**Work order**
In the year-in-review text below, return everything from "Peter’s brother’s trip" down to "for this location.", copied word for word.

**Excerpted text**
+ + + + +

Our children’s visit in May was canceled – which was a real downer. They all three were coming, (without their families) because Ian was turning 40, Gwen was turning 47 and it was Mother’s Day – so we were going to celebrate. We comforted ourselves saying that maybe they could come in July for Elaine’s 50th birthday but Canada closed her border, so that was canceled, since they all live in Canada.
The Sisters hired a new maintenance man from New York City and he has sold his house there and brought his wife here and bought a new home in Georgetown. The plus in all this is that we befriended them and found out that Teri is a nationally-known quilter and she inspired me to pull out a quilt which I had begun when our first grandchild was about to be born. You guessed it: I had never finished the quilt and with Teri’s encouragement, I finished piecing it together and she is quilting it for me, 23 years after I began the quilt. It will be sent to my daughter in hopes that she will become a grandmother some day, a real plus of Covid-19.
In the summer, I had a mole removed from under my chin, which turned out to be Melanoma; so a second more extensive surgery had to be done. Then I was declared cancer free. Praise God for His grace to me.
Then came the Fall and we had our yearly physical, and it seems as if we have been dealing with health issues ever since. Among these things was a full left knee replacement for me and two cataract surgeries for Peter. I wonder if I have ever done anything so hard as the rehab for the knee replacement: the pain has been intense. But I was released yesterday from the last physiotherapy session and told that I had done well. My sister, my childhood friend, Carolen, and a friend, Mary from Houston all volunteered to come and help after the knee surgery, so I had help for two solid weeks afterwards. Praise our good Lord for His healing and help. We are finding lots of new doctors in the Georgetown area as a result of our issues.
Peter’s brother’s trip to see us with his wife and sister-in-law (for the two brothers’ birthdays and Thanksgiving) had to be canceled in November.
I have done lots of Spiritual Direction over the telephone – except for January/February and October/November but I am going full blast again. Of course, it is all on the phone or FaceTime because of Covid-19. I have found the Lord’s grace during this year to be tangible and His healing power indeed real in my own life. I am very grateful that His LOVE was not shut down during COVID-19. We are so grateful for how the Good Shepherd has taken care of us.
We love watching deer out our windows here in Georgetown and the many birds, armadillos, skunks and other wildlife. This is a contemplative setting which is conducive to prayer. We are grateful for this location.
Now Peter will add a few events that were important during this year for him:
My physical issues have been small in comparison to Judy’s, so there is nursing Judy when she was ill or taking over the work in the house, but mostly following a routine of prayer and ministry. I did have this rather quickly developing cataract in each eye (wondered why I felt a bit dizzy in the morning mass in the Priory) – it was not there in January, but by October there they were in each eye (I had my eyes rechecked because of two near accidents with cars that I did not see). I am looking forward to having better sight (and cheaper glasses) than I ever have. Judy was another matter, as she explains above. Likewise, she does not take to the “hermit” life as easily as I – although she does have her spiritual directees and occasional retreatants and, when well, goes to St Helen Catholic Church (since March, well masked and distanced). Otherwise, I am her “pastor” – I say mass for her in the chapel here, using the Ordinariate liturgy. I love what God is doing with me here and look forward to further closeness to Him.

+ + + + +

**Raw data**

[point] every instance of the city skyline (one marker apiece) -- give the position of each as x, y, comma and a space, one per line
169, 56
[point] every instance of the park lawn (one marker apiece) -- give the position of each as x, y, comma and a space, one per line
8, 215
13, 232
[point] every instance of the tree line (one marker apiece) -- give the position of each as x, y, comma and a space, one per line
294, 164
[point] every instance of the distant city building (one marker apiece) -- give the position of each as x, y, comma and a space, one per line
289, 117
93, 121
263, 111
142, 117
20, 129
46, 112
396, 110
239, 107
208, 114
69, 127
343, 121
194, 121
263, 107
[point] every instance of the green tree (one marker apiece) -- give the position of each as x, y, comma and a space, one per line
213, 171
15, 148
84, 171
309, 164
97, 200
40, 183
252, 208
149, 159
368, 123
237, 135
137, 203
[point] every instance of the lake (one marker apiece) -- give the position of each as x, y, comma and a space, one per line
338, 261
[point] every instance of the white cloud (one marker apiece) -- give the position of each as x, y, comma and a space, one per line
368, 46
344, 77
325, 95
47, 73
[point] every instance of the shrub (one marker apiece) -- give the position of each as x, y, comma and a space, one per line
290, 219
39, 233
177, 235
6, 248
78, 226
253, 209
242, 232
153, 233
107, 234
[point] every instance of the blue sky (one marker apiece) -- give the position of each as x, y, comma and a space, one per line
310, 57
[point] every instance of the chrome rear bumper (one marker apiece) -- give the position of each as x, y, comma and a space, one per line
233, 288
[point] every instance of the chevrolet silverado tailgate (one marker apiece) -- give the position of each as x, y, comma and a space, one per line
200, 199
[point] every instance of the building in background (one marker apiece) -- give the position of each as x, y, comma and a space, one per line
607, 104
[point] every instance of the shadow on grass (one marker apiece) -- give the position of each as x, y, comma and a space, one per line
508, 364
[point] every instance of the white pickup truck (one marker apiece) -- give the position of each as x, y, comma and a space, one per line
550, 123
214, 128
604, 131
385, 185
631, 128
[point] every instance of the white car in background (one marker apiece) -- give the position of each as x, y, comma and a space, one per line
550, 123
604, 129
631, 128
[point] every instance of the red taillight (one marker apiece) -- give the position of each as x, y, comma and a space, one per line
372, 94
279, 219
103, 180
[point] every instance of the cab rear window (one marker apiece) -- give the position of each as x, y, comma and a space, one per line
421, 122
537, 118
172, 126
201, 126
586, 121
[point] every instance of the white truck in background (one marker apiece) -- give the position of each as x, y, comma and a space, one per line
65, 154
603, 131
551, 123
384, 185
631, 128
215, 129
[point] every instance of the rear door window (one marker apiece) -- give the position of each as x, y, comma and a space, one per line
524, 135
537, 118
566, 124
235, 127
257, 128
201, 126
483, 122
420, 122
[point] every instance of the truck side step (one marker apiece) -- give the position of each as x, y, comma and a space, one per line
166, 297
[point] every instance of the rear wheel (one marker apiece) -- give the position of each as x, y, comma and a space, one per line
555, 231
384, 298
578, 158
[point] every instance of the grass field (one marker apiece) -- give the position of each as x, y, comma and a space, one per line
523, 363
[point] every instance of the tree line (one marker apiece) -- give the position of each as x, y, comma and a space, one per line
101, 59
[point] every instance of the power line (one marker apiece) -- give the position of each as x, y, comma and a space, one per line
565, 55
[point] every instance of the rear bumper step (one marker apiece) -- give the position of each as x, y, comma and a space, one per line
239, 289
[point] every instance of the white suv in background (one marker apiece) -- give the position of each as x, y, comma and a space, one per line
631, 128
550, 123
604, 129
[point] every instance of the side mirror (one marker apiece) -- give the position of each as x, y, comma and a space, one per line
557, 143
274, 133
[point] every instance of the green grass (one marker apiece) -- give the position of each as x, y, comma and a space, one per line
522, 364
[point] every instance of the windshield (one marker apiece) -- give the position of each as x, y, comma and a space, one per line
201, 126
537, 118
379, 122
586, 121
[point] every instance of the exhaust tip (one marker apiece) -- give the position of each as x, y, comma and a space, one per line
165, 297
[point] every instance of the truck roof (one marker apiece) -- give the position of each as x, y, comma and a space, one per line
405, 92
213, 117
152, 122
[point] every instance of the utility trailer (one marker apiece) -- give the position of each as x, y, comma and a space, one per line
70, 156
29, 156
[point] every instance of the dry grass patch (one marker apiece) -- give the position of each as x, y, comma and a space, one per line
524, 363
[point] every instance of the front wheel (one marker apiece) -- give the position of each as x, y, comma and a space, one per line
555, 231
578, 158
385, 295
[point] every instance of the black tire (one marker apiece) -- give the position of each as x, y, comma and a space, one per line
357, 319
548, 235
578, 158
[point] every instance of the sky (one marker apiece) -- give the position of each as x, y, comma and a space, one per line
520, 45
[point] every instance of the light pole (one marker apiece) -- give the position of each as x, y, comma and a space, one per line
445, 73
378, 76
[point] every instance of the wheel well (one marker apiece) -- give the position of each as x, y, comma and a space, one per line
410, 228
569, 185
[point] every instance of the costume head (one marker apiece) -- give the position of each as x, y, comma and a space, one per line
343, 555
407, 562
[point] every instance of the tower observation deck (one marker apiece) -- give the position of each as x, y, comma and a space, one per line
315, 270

+ + + + +

**Solution**
Peter’s brother’s trip to see us with his wife and sister-in-law (for the two brothers’ birthdays and Thanksgiving) had to be canceled in November.
I have done lots of Spiritual Direction over the telephone – except for January/February and October/November but I am going full blast again. Of course, it is all on the phone or FaceTime because of Covid-19. I have found the Lord’s grace during this year to be tangible and His healing power indeed real in my own life. I am very grateful that His LOVE was not shut down during COVID-19. We are so grateful for how the Good Shepherd has taken care of us.
We love watching deer out our windows here in Georgetown and the many birds, armadillos, skunks and other wildlife. This is a contemplative setting which is conducive to prayer. We are grateful for this location.